# GIVEN RECORDS:
________

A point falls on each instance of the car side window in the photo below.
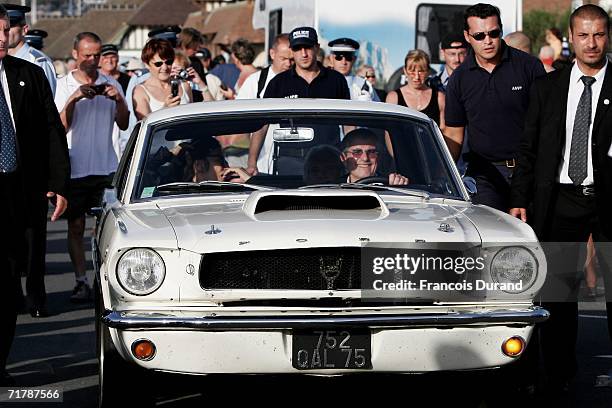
(120, 180)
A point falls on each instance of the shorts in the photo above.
(85, 193)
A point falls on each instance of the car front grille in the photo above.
(307, 269)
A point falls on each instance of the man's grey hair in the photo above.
(93, 37)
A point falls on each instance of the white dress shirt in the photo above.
(7, 93)
(573, 97)
(249, 91)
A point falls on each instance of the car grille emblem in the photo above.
(213, 230)
(330, 270)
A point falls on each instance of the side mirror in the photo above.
(470, 185)
(293, 134)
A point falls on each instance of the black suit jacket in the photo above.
(543, 144)
(43, 161)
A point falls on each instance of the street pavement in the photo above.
(59, 351)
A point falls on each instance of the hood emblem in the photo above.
(213, 230)
(444, 227)
(330, 270)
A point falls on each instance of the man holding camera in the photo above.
(89, 103)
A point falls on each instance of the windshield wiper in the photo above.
(209, 185)
(375, 187)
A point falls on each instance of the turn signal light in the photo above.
(143, 349)
(514, 346)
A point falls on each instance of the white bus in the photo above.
(385, 29)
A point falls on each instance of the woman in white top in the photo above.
(155, 93)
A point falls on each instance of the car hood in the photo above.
(280, 220)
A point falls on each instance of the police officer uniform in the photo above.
(440, 80)
(359, 87)
(28, 53)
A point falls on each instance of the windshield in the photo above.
(210, 155)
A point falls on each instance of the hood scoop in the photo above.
(300, 203)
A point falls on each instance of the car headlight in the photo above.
(514, 265)
(141, 271)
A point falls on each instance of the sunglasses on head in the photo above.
(346, 55)
(300, 47)
(357, 153)
(483, 34)
(168, 62)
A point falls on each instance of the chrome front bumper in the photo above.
(143, 320)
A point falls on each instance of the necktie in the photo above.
(8, 152)
(580, 134)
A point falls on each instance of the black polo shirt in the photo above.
(328, 84)
(492, 106)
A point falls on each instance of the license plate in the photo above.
(331, 349)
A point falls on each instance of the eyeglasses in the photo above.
(357, 153)
(416, 72)
(483, 34)
(168, 62)
(344, 55)
(300, 47)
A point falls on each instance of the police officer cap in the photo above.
(169, 33)
(35, 38)
(343, 45)
(303, 36)
(109, 49)
(16, 13)
(453, 41)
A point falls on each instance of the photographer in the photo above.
(90, 103)
(161, 90)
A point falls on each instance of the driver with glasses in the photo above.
(360, 157)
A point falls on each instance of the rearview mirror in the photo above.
(293, 134)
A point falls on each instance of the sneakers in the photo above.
(81, 293)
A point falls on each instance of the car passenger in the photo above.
(323, 165)
(200, 160)
(360, 157)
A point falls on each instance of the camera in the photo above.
(184, 75)
(174, 84)
(99, 89)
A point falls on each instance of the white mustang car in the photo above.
(354, 247)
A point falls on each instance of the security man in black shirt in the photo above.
(306, 79)
(489, 95)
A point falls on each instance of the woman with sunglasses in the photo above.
(416, 94)
(156, 92)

________

# YOUR GOAL:
Rewrite the items above as a numbered list, one line per entry, leaving out blank lines and the picture.

# TASK RESULT:
1. A point falls on each instance of the car side window in the photo below.
2. (120, 180)
3. A point falls on each instance of the shorts in the photo above.
4. (85, 193)
5. A point falls on each instance of the car front grille in the photo above.
6. (307, 269)
7. A point falls on each instance of the man's grey hair in the photo above.
8. (93, 37)
9. A point falls on each instance of the white dress shirt in the photo above.
10. (7, 93)
11. (573, 97)
12. (249, 91)
13. A point falls on each instance of the car grille emblem in the photo above.
14. (213, 230)
15. (330, 270)
16. A point falls on each instance of the side mirror in the photo above.
17. (470, 185)
18. (293, 134)
19. A point falls on each instance of the black suit jacket in the photo above.
20. (543, 144)
21. (43, 161)
22. A point falls on each instance of the street pavement in the photo above.
23. (59, 351)
24. A point falls on each instance of the hood emblem in the photo above.
25. (213, 230)
26. (444, 227)
27. (330, 270)
28. A point falls on each instance of the man holding camera in the photo above.
29. (89, 103)
30. A point falls on each instance of the windshield wiper in the photo above.
31. (209, 185)
32. (375, 187)
33. A point falls on each instance of the turn signal light in the photo above.
34. (143, 349)
35. (514, 346)
36. A point falls on each instance of the white bus in the photo above.
37. (385, 29)
38. A point falls on each instance of the woman in white top in the photo above.
39. (155, 93)
40. A point falls on each instance of the car hood in the photo above.
41. (280, 220)
42. A point falls on each instance of the police officer uniform in the photo above.
43. (440, 80)
44. (359, 87)
45. (28, 53)
46. A point falls on each instance of the windshield in the photo above.
47. (210, 155)
48. A point falls on each instance of the hood scoop in the photo above.
49. (300, 203)
50. A point falls on each instance of the car headlight in the photo above.
51. (514, 265)
52. (141, 271)
53. A point falls on each instance of the sunglasses on head in the photo above.
54. (346, 55)
55. (300, 47)
56. (357, 153)
57. (483, 34)
58. (168, 62)
59. A point falls on each instance of the chrome front bumper in the photo above.
60. (143, 320)
61. A point falls on each instance of the necktie in the photo above.
62. (8, 152)
63. (580, 134)
64. A point falls on each instance of the black polo shirt in the photo above.
65. (328, 84)
66. (492, 106)
67. A point falls on each instance of the license plate in the photo above.
68. (331, 349)
69. A point falls on each instance of the eyeglasses in the photo above.
70. (357, 153)
71. (416, 72)
72. (483, 34)
73. (168, 62)
74. (344, 55)
75. (300, 47)
76. A point falls on each instance of the police officer cap in the photo above.
77. (169, 33)
78. (35, 38)
79. (343, 45)
80. (303, 36)
81. (109, 49)
82. (16, 13)
83. (453, 41)
84. A point falls on each instance of the photographer in the photo above.
85. (90, 103)
86. (161, 90)
87. A point falls on each instance of the driver with glasses in the photo above.
88. (360, 157)
89. A point falls on each instance of the rearview mirror in the photo above.
90. (293, 134)
91. A point falls on each instance of the sneakers in the photo above.
92. (81, 293)
93. A point falls on each instance of the car passenger in the photo above.
94. (323, 165)
95. (200, 160)
96. (360, 157)
97. A point falls on each instance of the camera in the photo above.
98. (184, 75)
99. (174, 84)
100. (99, 89)
101. A point falls on each instance of the white mustang car in the photo above.
102. (354, 247)
103. A point falls on each instance of the security man in black shirt in the photo above.
104. (306, 79)
105. (489, 95)
106. A point falls on each instance of the woman with sunglasses in the photo above.
107. (416, 94)
108. (156, 92)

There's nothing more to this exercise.